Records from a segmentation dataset
# # # # #

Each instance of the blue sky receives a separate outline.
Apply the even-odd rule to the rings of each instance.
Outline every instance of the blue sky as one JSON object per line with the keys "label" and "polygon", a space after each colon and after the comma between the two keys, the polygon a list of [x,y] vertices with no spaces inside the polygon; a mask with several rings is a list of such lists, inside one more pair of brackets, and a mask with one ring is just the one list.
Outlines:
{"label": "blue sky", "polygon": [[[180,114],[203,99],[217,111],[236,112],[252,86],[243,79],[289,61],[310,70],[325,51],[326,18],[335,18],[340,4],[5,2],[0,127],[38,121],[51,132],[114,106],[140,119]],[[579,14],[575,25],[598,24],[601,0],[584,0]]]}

# # # # #

#### To be done:
Write out every line of the material above again, requests included, and add 39 to each x and y coordinate in the outlines.

#### Correct answer:
Each instance of the blue sky receives a separate outline.
Apply the even-odd rule to the rings of each instance.
Outline every instance of the blue sky as one JSON object per line with the keys "label" and "polygon", a space after each colon and after the comma between the two keys, the polygon a list of [x,y] vertices with no spaces inside the polygon; a mask with several rings is a list of such lists, inside one more pair of brackets, and a mask with one ring is just the one list.
Outlines:
{"label": "blue sky", "polygon": [[[219,153],[242,138],[256,150],[275,151],[291,125],[282,118],[328,100],[349,109],[364,90],[365,57],[374,57],[379,43],[44,41],[39,166],[77,160],[90,171],[153,145],[179,158]],[[618,53],[614,64],[637,63],[640,39],[623,39]]]}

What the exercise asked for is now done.